Pictures do not belong in the copy. Return all of the entries exactly.

───

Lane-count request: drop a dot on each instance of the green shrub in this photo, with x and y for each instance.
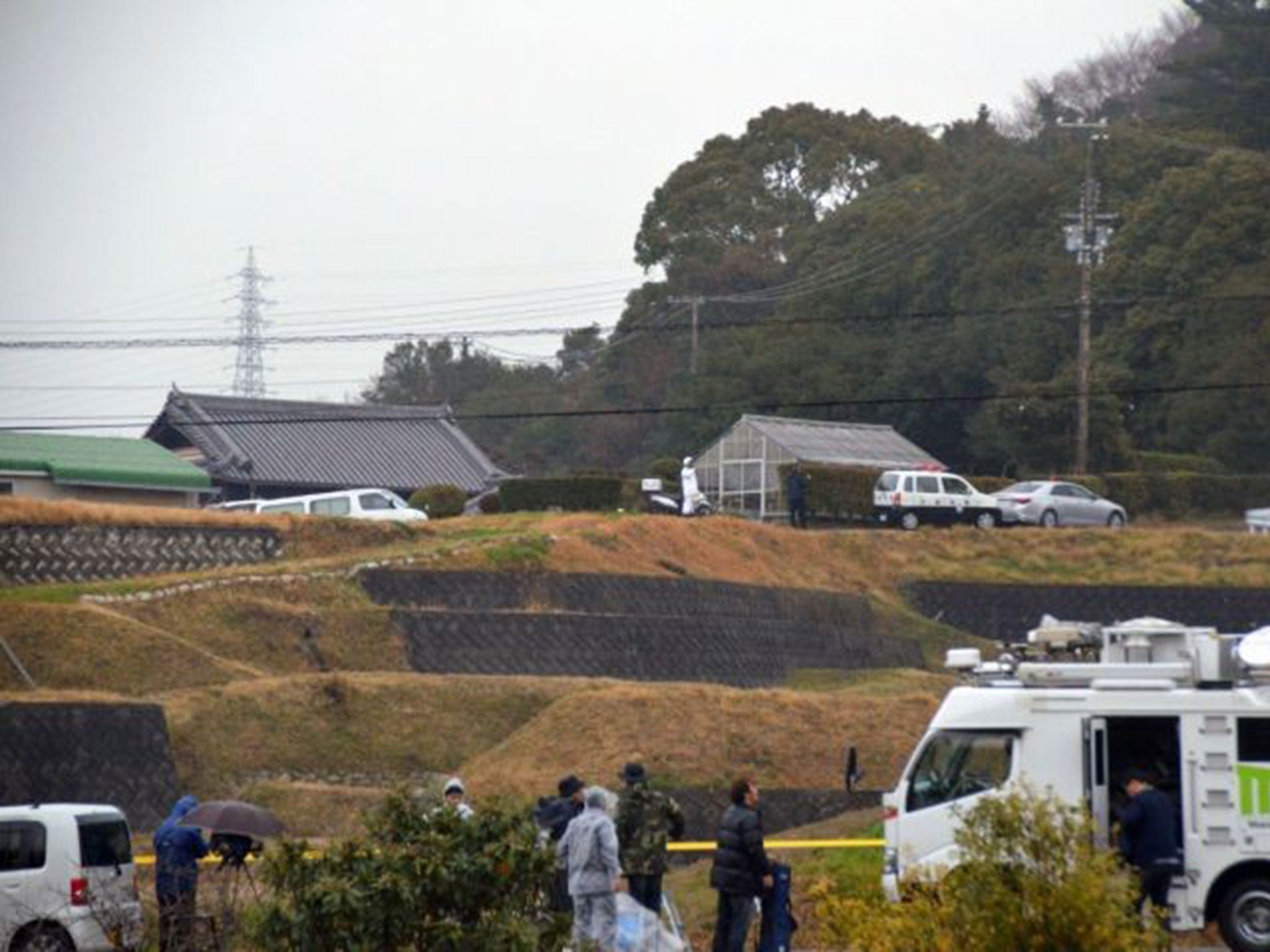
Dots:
(441, 500)
(1148, 461)
(1030, 879)
(666, 469)
(991, 484)
(569, 493)
(419, 879)
(1181, 494)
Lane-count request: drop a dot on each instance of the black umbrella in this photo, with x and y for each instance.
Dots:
(235, 818)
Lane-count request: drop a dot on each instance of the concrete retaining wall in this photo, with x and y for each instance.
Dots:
(1006, 612)
(742, 651)
(33, 553)
(630, 627)
(88, 754)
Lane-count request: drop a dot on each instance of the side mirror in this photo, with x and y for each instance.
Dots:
(853, 775)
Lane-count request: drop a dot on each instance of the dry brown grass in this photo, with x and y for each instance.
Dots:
(876, 563)
(706, 734)
(304, 536)
(315, 810)
(84, 648)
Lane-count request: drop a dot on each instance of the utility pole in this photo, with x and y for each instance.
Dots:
(1088, 235)
(696, 300)
(249, 364)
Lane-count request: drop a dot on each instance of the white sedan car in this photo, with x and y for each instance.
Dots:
(1052, 503)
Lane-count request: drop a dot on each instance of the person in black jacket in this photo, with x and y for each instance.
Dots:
(1148, 838)
(741, 867)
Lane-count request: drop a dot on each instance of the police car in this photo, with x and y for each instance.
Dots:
(910, 498)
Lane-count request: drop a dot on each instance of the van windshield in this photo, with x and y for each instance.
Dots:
(957, 764)
(103, 840)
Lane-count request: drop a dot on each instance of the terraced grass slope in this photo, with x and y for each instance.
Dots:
(252, 711)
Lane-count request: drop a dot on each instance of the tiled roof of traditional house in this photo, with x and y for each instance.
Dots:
(99, 461)
(869, 444)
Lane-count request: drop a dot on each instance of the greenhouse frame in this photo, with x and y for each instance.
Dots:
(739, 471)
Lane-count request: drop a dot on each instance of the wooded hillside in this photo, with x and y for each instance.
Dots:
(864, 268)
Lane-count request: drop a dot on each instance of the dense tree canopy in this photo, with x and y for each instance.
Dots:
(853, 267)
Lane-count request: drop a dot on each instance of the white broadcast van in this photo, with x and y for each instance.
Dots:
(1188, 703)
(379, 505)
(68, 883)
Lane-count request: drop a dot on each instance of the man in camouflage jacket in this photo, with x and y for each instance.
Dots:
(646, 821)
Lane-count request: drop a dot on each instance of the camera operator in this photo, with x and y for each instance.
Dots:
(177, 853)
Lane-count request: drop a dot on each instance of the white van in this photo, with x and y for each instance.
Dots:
(908, 498)
(1186, 702)
(380, 505)
(68, 883)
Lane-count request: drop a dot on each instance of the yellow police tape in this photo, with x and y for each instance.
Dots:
(703, 845)
(691, 847)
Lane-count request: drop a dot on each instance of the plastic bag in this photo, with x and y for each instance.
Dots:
(639, 931)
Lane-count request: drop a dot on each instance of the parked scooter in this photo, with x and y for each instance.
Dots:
(690, 501)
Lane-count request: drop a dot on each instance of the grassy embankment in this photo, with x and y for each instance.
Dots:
(251, 714)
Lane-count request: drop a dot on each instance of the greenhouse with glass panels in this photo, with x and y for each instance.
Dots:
(741, 470)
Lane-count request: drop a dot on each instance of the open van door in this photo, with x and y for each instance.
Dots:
(1098, 781)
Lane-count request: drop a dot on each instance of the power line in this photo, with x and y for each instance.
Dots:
(536, 298)
(1059, 309)
(766, 405)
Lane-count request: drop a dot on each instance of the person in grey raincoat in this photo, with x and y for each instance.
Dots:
(590, 852)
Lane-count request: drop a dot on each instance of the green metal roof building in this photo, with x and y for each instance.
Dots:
(97, 470)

───

### RESULT OF THE TASK
Lane-count request: drop a dot on each instance of the green shrub in this photo, with x and y for each instance.
Dots:
(441, 500)
(1148, 461)
(1030, 879)
(666, 469)
(991, 484)
(569, 493)
(419, 879)
(1181, 494)
Lane-count request: drop a dot on each instance of the black umbrella in this photo, with x and y for each instance.
Dots:
(235, 818)
Lane-count request: drop a dot on each instance of the concrete retaining wall in this photo, with x and y for each instance.
Dots:
(1006, 612)
(742, 651)
(33, 553)
(630, 627)
(88, 754)
Lane-count request: drop a dot on each instance of the side mirror in this photo, with x and y for each instance.
Dots:
(853, 775)
Lane-count request: drop a dot on each instance of the dry brown grass in this photo, with x and y for each instance.
Dots:
(876, 563)
(706, 734)
(304, 536)
(315, 810)
(84, 648)
Lane-count request: drop a dot on each instance of the utility pole in this photo, with x and y for each instance.
Dots:
(1088, 235)
(696, 300)
(249, 364)
Lane-count request: drop a dot on each instance of the white sedan car in this photo, with x and y for each instance.
Dots:
(1052, 503)
Lane-count request: drop a dot on each instance of the person in black jacket in this photo, with x and y for each instance.
Dots:
(1148, 838)
(741, 867)
Lane-count request: drop a dot on each instance of the police car in this photo, with x and y for each instance.
Dots:
(910, 498)
Lane-count request: drop a dot on each instance of the van windshield in this photo, with x and y for each instance.
Dots:
(957, 764)
(103, 840)
Lane-count request: drop a dot on each instance of the terraced grass slope in this photo, with x and y for each instance.
Dots:
(252, 711)
Lane-count request: drop a dot on each instance of the tiled roof of traditional house in this photo, with x and y for each instance.
Dots:
(99, 461)
(869, 444)
Lane-count request: drop a dot on each instance of the greenhouse frame in this photo, with x and y for each instance.
Dots:
(739, 471)
Lane-count request: drop a dot on each instance of the wooded hillside in this photo, with x and y for each instance.
Dots:
(864, 268)
Lane-count request: drop a dot on each instance of the dense tree canopy in this photo, with x and y for each instance.
Dots:
(853, 267)
Lane-count request: drop a dot on each instance of the white broadcast van in this photo, with x and y for each instance.
Dots:
(1188, 703)
(379, 505)
(68, 883)
Lane-count request: drop a dot on each instance of the man in camouflage jacket in this photo, with x and y for each instance.
Dots:
(646, 821)
Lane-count request: drop a dot on each instance of the camera operator in this photo, with x and y for each instance.
Dots:
(177, 853)
Lane-count request: drop a dot on each instance of the white van in this photo, with x and y for each instance.
Dots:
(908, 498)
(1186, 702)
(380, 505)
(68, 883)
Lane-count request: drop a dot on each instance of the yellow police tape in this photo, with x and y for each instance.
Dots:
(703, 845)
(691, 847)
Lane-count request: drop a dot on each instance of the plastic bag in this photo, with x and y for each instance.
Dots:
(639, 931)
Lane-count request: drop a dot on each instance of the parked scooter in this photo, with x and y for each instance.
Dots:
(690, 501)
Lane-count request: drop a dot on each instance of the grassy embankment in this photo, with x and y for each instance.
Dots:
(251, 714)
Lane-count request: drop a dot on each instance of the greenhouse with glass panels in this photo, with x and y for each instance.
Dots:
(741, 470)
Lane-count request: drop a dot on each instance of the open van door in this photo, with x and y for each instance.
Dots:
(1098, 781)
Lane-count request: drop a dot on each instance of the power line in this photo, with x and y for each instance.
Dots:
(536, 298)
(1059, 309)
(766, 405)
Lane-count request: drop a dot on each instance of the person in grey raincoat in this photo, with x and y for each instance.
Dots:
(590, 852)
Lane-count request: drop a dot on each instance of the green metal roof building in this photo, with x and y for each instance.
Dots:
(97, 470)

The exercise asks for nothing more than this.